PROBLEM TO SOLVE:
Only the words of the entries are wanted, repeated exactly and without images.

WORKING DATA:
***
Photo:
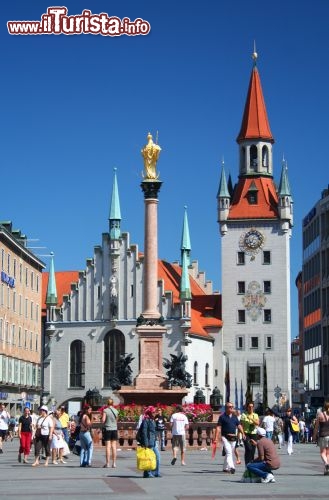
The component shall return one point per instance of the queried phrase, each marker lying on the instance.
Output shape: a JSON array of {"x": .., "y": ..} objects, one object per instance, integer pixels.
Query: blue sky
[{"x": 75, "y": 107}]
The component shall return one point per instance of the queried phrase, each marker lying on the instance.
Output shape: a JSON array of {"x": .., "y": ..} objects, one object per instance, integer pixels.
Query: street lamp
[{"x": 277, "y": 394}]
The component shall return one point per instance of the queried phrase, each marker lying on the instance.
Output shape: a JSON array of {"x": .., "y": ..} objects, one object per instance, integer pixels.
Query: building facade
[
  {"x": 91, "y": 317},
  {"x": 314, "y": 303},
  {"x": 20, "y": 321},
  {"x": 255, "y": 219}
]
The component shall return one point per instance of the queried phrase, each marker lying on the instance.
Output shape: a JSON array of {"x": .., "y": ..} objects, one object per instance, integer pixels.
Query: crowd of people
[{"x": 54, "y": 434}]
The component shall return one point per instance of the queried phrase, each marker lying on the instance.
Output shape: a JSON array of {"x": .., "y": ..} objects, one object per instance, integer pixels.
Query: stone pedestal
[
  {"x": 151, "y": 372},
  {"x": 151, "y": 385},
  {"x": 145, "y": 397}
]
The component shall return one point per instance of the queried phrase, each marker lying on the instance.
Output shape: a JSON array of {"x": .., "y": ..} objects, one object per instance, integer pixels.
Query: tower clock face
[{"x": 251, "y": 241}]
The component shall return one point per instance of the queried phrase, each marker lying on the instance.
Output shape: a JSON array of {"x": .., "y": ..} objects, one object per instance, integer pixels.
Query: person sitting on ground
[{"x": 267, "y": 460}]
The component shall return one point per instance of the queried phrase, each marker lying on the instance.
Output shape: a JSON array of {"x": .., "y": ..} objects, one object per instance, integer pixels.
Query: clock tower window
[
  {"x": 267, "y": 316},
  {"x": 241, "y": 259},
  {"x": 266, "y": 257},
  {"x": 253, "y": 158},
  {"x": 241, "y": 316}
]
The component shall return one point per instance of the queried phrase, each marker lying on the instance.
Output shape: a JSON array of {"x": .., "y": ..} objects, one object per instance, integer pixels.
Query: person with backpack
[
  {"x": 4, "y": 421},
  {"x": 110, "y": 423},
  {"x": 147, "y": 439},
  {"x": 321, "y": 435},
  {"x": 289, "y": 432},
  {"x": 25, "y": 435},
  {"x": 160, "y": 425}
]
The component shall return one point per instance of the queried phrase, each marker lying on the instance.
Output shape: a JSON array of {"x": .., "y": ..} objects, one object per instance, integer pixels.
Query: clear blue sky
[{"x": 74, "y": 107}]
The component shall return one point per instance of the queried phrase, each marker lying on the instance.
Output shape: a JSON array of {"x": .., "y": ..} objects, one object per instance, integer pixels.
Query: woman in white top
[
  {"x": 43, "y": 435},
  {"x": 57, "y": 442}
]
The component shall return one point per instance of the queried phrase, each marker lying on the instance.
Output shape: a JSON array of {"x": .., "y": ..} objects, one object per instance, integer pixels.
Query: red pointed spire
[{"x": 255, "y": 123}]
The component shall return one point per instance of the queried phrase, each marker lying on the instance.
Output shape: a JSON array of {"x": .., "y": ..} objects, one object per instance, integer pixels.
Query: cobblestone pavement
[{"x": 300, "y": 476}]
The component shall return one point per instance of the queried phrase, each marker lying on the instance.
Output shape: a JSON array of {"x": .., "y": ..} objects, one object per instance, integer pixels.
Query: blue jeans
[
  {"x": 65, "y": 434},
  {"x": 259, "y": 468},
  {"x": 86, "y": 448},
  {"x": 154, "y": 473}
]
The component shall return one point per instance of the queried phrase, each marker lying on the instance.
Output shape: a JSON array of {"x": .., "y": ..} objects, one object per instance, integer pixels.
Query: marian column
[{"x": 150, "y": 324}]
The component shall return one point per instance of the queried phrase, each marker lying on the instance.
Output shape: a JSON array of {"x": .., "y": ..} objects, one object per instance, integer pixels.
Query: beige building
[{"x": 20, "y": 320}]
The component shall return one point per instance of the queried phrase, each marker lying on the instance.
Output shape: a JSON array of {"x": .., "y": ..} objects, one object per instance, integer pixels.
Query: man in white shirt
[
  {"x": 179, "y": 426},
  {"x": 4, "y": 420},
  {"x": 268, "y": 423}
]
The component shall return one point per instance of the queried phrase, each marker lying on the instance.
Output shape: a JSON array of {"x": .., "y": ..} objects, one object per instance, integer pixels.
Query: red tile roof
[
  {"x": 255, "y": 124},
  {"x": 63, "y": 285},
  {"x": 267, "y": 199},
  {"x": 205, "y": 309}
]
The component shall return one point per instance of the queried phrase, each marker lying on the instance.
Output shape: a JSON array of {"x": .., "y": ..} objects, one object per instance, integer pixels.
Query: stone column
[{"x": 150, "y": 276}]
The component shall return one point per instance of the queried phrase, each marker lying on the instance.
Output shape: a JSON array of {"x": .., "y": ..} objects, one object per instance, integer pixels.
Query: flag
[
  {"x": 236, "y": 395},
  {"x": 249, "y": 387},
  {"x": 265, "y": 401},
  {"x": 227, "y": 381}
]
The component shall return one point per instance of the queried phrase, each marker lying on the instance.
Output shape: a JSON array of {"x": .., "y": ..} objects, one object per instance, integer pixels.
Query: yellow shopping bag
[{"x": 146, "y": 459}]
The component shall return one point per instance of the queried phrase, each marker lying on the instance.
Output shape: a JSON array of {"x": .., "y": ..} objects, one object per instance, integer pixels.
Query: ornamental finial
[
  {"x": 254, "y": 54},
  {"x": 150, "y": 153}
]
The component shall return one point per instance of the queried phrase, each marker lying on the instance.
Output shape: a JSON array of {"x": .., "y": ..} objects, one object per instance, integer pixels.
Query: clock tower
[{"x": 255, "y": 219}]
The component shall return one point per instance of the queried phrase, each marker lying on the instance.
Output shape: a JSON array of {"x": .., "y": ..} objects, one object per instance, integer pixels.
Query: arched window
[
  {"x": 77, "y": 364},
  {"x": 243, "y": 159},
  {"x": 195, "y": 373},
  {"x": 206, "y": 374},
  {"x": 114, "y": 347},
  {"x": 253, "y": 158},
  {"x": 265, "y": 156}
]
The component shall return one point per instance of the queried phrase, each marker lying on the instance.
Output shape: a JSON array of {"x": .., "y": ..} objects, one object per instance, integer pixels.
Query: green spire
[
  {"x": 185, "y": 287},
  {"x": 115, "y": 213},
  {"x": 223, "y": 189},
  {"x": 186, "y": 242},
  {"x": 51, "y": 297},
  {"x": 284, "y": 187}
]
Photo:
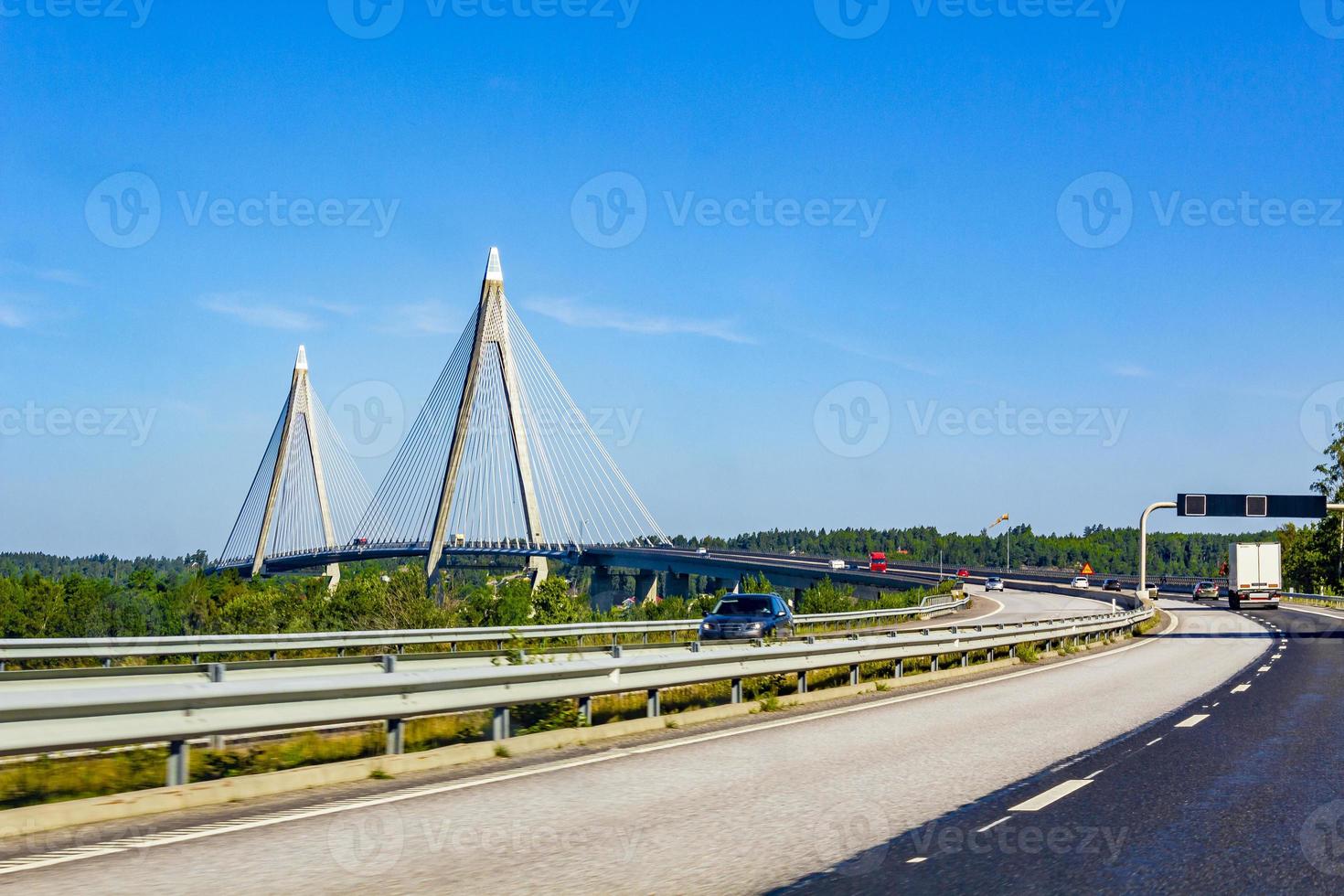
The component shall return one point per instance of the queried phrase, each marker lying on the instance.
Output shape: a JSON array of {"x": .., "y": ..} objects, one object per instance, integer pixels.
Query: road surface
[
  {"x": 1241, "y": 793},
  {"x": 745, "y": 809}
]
***
REPLY TO THE EXERCISE:
Photo:
The component shall return one point per instance of the queried phrase, each marker lying on the instance.
Output shape: a JSON array of {"x": .., "y": ..} objects, one object per instance, integer pixels.
Query: blue sky
[{"x": 75, "y": 107}]
The component shall return one point per instance of the queried phrase, each marker lying on the instance.
Output shape: a JSON array of {"x": .., "y": ..} objects, one object per instance, integer pixels.
Query: street lamp
[{"x": 277, "y": 394}]
The component shall return one point per instance of the queried phrase, each marker lying on the instance.
Output shape: a JSON array of {"x": .., "y": ..} objects, one object per instance, integer pixels.
Query: building facade
[
  {"x": 91, "y": 317},
  {"x": 314, "y": 303},
  {"x": 20, "y": 321},
  {"x": 255, "y": 219}
]
The component shall return one point per instance of the queried phrase, each marker lying on the instance.
Output shape: a JSON array of {"x": .., "y": ..} objects, one object per instance, integer pixels.
Query: crowd of people
[{"x": 54, "y": 434}]
The component shall return one point per instance of the queried phrase, each marker lying on the instance.
Output shape: a JSON array of {"x": .., "y": ..} objects, one object per instance, integer pixels.
Query: stone pedestal
[
  {"x": 151, "y": 372},
  {"x": 151, "y": 385},
  {"x": 145, "y": 397}
]
The component shall return one point per instance of the queried phrase, each marker lying on the instance.
Output shape: a JSON array of {"x": .., "y": ..} objects, one object per instance, integer pixels.
Query: tower clock face
[{"x": 251, "y": 241}]
The component shall return one point per instance of the queried phrase, each marker lying on the instance.
Output shape: a JSON array of {"x": .., "y": ..} objects, one object per instance, integer pixels.
Query: person sitting on ground
[{"x": 267, "y": 460}]
The component shall return one point per instance of the queried phrase, each marker lying on the instance.
Output shape: a JSON array of {"x": .., "y": ..} objects, one object per instance, integer pixels.
Query: clock tower window
[
  {"x": 267, "y": 316},
  {"x": 241, "y": 259},
  {"x": 266, "y": 257},
  {"x": 253, "y": 158},
  {"x": 241, "y": 316}
]
The component shall return one point per instance of the queried phrase, each marker lying on the instance.
Output shape: a JSON array of {"x": .., "y": ..} objects, one object per instance, integer pixels.
Query: person with backpack
[
  {"x": 4, "y": 421},
  {"x": 110, "y": 423},
  {"x": 147, "y": 439},
  {"x": 321, "y": 435},
  {"x": 289, "y": 432},
  {"x": 25, "y": 435},
  {"x": 160, "y": 425}
]
The component shall return one point per instance of the queried phrase, each marker lying on the instance.
Output shape: a JSON array of {"x": .., "y": ..} objects, one object per instance, integer pixels.
Query: clear blue sky
[{"x": 74, "y": 107}]
The component shall return one point per instance of the queried phrase, each marker lying on the instance.
Output shape: a JSON array of {"x": .., "y": ..} objects, one object per instance, integer pixels.
Query: woman in white top
[
  {"x": 43, "y": 435},
  {"x": 57, "y": 442}
]
The component shall return one point per instance of the queried phrase, each marker lying on the instance.
Output shape: a JSON array of {"x": .., "y": ..} objects, one object per instance, integer pixels.
Query: red pointed spire
[{"x": 255, "y": 123}]
The component shall return one point per instance of the queried phrase, each marker lying on the instance.
Output shape: a JSON array of {"x": .., "y": ..} objects, one object per instance, integer pixels.
Query: cobblestone pavement
[{"x": 300, "y": 476}]
The component shall return one point per instance of the queried phrase, each marker lying on the instance.
Output shape: a JSON array of {"x": .., "y": ..} objects, one object per instance, integer pixels.
Query: blue jeans
[
  {"x": 65, "y": 434},
  {"x": 259, "y": 468},
  {"x": 86, "y": 448},
  {"x": 154, "y": 473}
]
The component shall return one point per instance of the queried phrase, each marker lying on the instance.
Output shape: a JSON array of {"x": .., "y": ..} objects, one object per instance, integer pixels.
Query: marian column
[{"x": 150, "y": 324}]
The component shall return one point per instance of the queried phrase, each marker lying on the instance.
Output shape: a JSON array of {"x": .., "y": ..} objects, one object per instance, integer pixels.
Query: beige building
[{"x": 20, "y": 320}]
The component shall return one point per instance of the queried phrase, each marker lying on the instance.
Output shape: a JSON array of {"x": .., "y": ..} objects, one object per instance, integer pixels.
Query: man in white shirt
[
  {"x": 179, "y": 426},
  {"x": 4, "y": 420},
  {"x": 268, "y": 423}
]
The component shall return one point per instance of the queried phrase, each marker lying on the instance.
Output shape: a JSON array of {"x": .., "y": ..} objects, one object per instance, integer pixels.
Query: red tile roof
[
  {"x": 255, "y": 124},
  {"x": 63, "y": 285},
  {"x": 267, "y": 199},
  {"x": 205, "y": 309}
]
The component shall return one point per instance of the queried phrase, each marker lying on the instance.
Output shape: a JSON array of {"x": .., "y": ..} objects, one object per instance, integer pixels.
Query: stone column
[{"x": 150, "y": 276}]
The component shall return one point per instance of the queried phrase, each marker lying on the instance.
Output shape: a JSON array of {"x": .., "y": ..} objects, one object per instance, integer pixels.
Query: flag
[
  {"x": 236, "y": 395},
  {"x": 249, "y": 387},
  {"x": 265, "y": 401},
  {"x": 227, "y": 381}
]
The component shall return one point per instance of the queried phrase, each marker lying on the instance.
Output shape: a JSON array of {"x": .., "y": ..} objects, one object per instance, integer pixels.
Query: yellow shopping bag
[{"x": 146, "y": 459}]
The component shall return one point per instance of the queried phrase, each marker lying on the instance.
Output shape: a JSON array of {"x": .., "y": ..} objects, one object per instance, integer pixels.
Query: ornamental finial
[
  {"x": 254, "y": 54},
  {"x": 150, "y": 153}
]
The component shall return one point per instance of the queried phrase, each marker lying on the instance.
Output shape: a JSON array of {"x": .., "y": ..} objects, one object per instance, integer pixels.
Query: clock tower
[{"x": 255, "y": 219}]
The component shall return one point per instance of the queried phrase, each marker lying on the instance.
Output shape: a JSON array of {"x": .., "y": ..} objects, one object per instance, integer pixels.
Query: arched window
[
  {"x": 77, "y": 364},
  {"x": 243, "y": 159},
  {"x": 195, "y": 373},
  {"x": 206, "y": 374},
  {"x": 114, "y": 347},
  {"x": 253, "y": 158},
  {"x": 265, "y": 156}
]
The component shall return one point per instance of the queried phrase, each marker lying on the instance.
Output shape: a JSON array of {"x": .., "y": ..} objects, one object per instance, integer pixels.
Query: green spire
[
  {"x": 185, "y": 287},
  {"x": 115, "y": 213},
  {"x": 223, "y": 189},
  {"x": 186, "y": 242},
  {"x": 51, "y": 297},
  {"x": 284, "y": 187}
]
Photo:
The component shall return one point per instance of the queried phrase, each marker lying on the instance.
Output shape: a JSON array of {"x": .., "y": ..} objects, one object per instance, integer pixels.
Query: road surface
[
  {"x": 1241, "y": 793},
  {"x": 745, "y": 809}
]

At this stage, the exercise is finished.